[Saved entries]
__________________________________________________

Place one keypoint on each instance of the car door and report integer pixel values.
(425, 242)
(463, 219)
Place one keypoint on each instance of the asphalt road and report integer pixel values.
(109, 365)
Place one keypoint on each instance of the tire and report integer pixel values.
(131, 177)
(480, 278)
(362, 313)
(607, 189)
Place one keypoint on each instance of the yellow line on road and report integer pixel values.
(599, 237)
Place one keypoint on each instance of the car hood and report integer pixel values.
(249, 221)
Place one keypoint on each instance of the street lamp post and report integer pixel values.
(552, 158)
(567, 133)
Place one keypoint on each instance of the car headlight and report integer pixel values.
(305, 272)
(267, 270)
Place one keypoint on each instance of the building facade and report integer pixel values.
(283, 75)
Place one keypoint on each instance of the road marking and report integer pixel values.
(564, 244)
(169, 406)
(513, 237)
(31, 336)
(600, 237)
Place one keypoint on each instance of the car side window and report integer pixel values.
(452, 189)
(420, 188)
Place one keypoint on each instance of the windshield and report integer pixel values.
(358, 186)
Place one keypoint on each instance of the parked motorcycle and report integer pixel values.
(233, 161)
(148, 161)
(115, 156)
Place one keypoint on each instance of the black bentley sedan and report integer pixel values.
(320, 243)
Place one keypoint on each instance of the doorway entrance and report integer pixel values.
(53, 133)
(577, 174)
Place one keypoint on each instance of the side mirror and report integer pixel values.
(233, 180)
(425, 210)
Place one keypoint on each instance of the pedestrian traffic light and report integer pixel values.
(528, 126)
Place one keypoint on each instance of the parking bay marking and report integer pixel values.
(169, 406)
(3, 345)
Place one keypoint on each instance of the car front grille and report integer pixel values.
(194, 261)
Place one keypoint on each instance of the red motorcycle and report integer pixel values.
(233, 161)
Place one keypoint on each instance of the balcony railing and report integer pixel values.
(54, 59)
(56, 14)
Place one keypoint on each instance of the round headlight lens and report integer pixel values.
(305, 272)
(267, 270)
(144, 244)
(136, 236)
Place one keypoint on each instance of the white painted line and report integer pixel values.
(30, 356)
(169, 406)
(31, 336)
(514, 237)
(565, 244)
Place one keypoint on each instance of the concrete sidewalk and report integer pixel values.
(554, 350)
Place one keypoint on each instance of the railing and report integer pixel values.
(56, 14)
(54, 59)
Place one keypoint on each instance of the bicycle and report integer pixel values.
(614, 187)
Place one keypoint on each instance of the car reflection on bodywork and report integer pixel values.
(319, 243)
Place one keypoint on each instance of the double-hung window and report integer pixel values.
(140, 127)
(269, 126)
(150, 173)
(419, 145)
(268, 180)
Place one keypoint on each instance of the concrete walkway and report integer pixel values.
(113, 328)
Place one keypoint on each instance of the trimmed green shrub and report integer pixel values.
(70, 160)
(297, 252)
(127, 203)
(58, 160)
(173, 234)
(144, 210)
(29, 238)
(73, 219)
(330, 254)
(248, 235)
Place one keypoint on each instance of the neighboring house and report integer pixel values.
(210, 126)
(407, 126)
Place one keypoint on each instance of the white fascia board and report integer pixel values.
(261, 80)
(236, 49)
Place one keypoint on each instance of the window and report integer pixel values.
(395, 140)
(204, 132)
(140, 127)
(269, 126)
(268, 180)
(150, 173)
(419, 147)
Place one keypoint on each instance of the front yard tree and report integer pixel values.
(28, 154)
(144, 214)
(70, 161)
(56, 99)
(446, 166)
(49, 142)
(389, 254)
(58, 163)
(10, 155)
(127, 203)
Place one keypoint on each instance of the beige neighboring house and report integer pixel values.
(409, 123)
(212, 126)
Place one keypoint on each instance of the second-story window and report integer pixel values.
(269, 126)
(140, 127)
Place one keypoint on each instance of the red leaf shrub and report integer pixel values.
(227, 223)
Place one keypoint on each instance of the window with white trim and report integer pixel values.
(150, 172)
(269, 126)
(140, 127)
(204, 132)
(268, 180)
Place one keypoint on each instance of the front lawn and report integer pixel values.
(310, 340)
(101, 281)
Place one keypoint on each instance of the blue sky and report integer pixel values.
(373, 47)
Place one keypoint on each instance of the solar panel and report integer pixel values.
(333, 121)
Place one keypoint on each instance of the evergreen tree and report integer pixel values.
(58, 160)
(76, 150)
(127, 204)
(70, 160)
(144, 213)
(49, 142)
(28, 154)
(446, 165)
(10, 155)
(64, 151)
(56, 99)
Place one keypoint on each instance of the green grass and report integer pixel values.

__________________________________________________

TASK TO CARRY OUT
Turn every line of the saved entries above into a JSON list of strings, one string per line, with blank lines left out.

WRITTEN ANSWER
[
  "Place one keypoint on each instance of the car door and report integer pixel values.",
  "(425, 242)",
  "(463, 219)",
  "Place one keypoint on each instance of the asphalt road and report integer pixel values.",
  "(109, 365)",
  "Place one keypoint on each instance of the tire and report integer pixel values.",
  "(131, 177)",
  "(480, 278)",
  "(362, 313)",
  "(607, 189)",
  "Place one keypoint on each instance of the yellow line on road and report integer pixel values.",
  "(599, 237)",
  "Place one keypoint on each instance of the car hood and report integer pixel values.",
  "(249, 221)",
  "Place one keypoint on each instance of the street lamp post and report integer pixel values.",
  "(552, 158)",
  "(567, 133)",
  "Place one keypoint on each instance of the car headlight and report integer pixel values.",
  "(305, 272)",
  "(267, 270)",
  "Place one keypoint on each instance of the building facade and report integer pixel values.",
  "(283, 75)",
  "Place one keypoint on each instance of the road marking and report integer pixel values.",
  "(564, 244)",
  "(169, 406)",
  "(513, 237)",
  "(31, 336)",
  "(600, 237)",
  "Place one keypoint on each instance of the car side window and report integer pixel values.",
  "(452, 189)",
  "(420, 188)",
  "Place one keypoint on each instance of the windshield and report integer pixel values.",
  "(358, 186)",
  "Place one keypoint on each instance of the parked motorcycle and report integer pixel values.",
  "(233, 161)",
  "(148, 161)",
  "(115, 156)",
  "Place one keypoint on each instance of the black bentley sedan and report integer pixel values.",
  "(320, 243)",
  "Place one keypoint on each instance of the doorway entrance and report integer pixel values.",
  "(53, 133)",
  "(577, 174)",
  "Place one keypoint on each instance of the side mirror and report integer pixel values.",
  "(233, 180)",
  "(425, 210)",
  "Place one keypoint on each instance of the pedestrian traffic light and report integer pixel values.",
  "(528, 126)",
  "Place one keypoint on each instance of the parking bay marking and report integer pixel values.",
  "(169, 406)",
  "(3, 345)",
  "Place one keypoint on each instance of the car front grille and report integer pixel values.",
  "(194, 261)",
  "Place one keypoint on each instance of the red motorcycle and report integer pixel values.",
  "(233, 161)",
  "Place one keypoint on each instance of the balcony railing and report integer pixel values.",
  "(54, 59)",
  "(56, 14)",
  "Place one keypoint on each instance of the round headlight lens and report integer pixel values.",
  "(305, 272)",
  "(267, 270)",
  "(144, 244)",
  "(136, 236)",
  "Place one keypoint on each instance of the white painted line and report integer pixel values.",
  "(30, 356)",
  "(169, 406)",
  "(31, 336)",
  "(514, 237)",
  "(565, 244)",
  "Place one keypoint on each instance of the concrete sidewalk and report integer pixel values.",
  "(554, 350)",
  "Place one keypoint on each instance of the railing and report integer pixel values.",
  "(56, 14)",
  "(54, 59)",
  "Place one keypoint on each instance of the bicycle and report integer pixel values.",
  "(614, 187)",
  "Place one keypoint on each instance of the car reflection on bodywork and report integer pixel values.",
  "(319, 243)",
  "Place one keypoint on each instance of the double-hung window and report integer pixel values.",
  "(140, 127)",
  "(269, 126)",
  "(150, 173)",
  "(419, 145)",
  "(268, 180)",
  "Place one keypoint on each instance of the concrete walkway and report integer pixel values.",
  "(113, 328)",
  "Place one keypoint on each instance of the trimmed green shrub and report integer pixel values.",
  "(70, 160)",
  "(297, 252)",
  "(127, 203)",
  "(58, 160)",
  "(173, 234)",
  "(144, 210)",
  "(29, 238)",
  "(73, 219)",
  "(330, 254)",
  "(248, 235)",
  "Place one keypoint on each instance of the neighboring house and report integer pixel values.",
  "(210, 126)",
  "(407, 126)",
  "Place one keypoint on each instance of the white fascia board and report integer pixel values.",
  "(261, 80)",
  "(236, 49)",
  "Place one keypoint on each instance of the window and report integer pixel values.",
  "(395, 140)",
  "(204, 132)",
  "(140, 127)",
  "(269, 126)",
  "(268, 180)",
  "(150, 173)",
  "(419, 147)",
  "Place one keypoint on each instance of the front yard tree and report integer pixel values.",
  "(28, 154)",
  "(144, 214)",
  "(70, 161)",
  "(56, 99)",
  "(446, 166)",
  "(49, 142)",
  "(389, 254)",
  "(58, 163)",
  "(10, 155)",
  "(127, 203)",
  "Place one keypoint on each instance of the beige neighboring house and report integer pixel values.",
  "(409, 123)",
  "(212, 126)",
  "Place one keypoint on each instance of the second-story window and report integer pixel values.",
  "(269, 126)",
  "(140, 127)",
  "Place one keypoint on each instance of the red leaf shrub and report integer pixel values.",
  "(227, 223)",
  "Place one keypoint on each instance of the window with white trim and report integer pixel values.",
  "(150, 172)",
  "(269, 126)",
  "(140, 127)",
  "(204, 132)",
  "(268, 180)",
  "Place one keypoint on each instance of the front lawn and report integer pixel values.",
  "(310, 340)",
  "(101, 281)",
  "Place one keypoint on each instance of the blue sky and report integer pixel values.",
  "(373, 47)",
  "Place one keypoint on each instance of the solar panel and report integer pixel values.",
  "(333, 121)",
  "Place one keypoint on each instance of the evergreen tree and report integer pixel values.",
  "(58, 160)",
  "(76, 150)",
  "(127, 204)",
  "(70, 160)",
  "(144, 213)",
  "(49, 142)",
  "(28, 154)",
  "(446, 165)",
  "(10, 155)",
  "(64, 151)",
  "(56, 99)",
  "Place one keypoint on each instance of the green grass and report integer pixel values."
]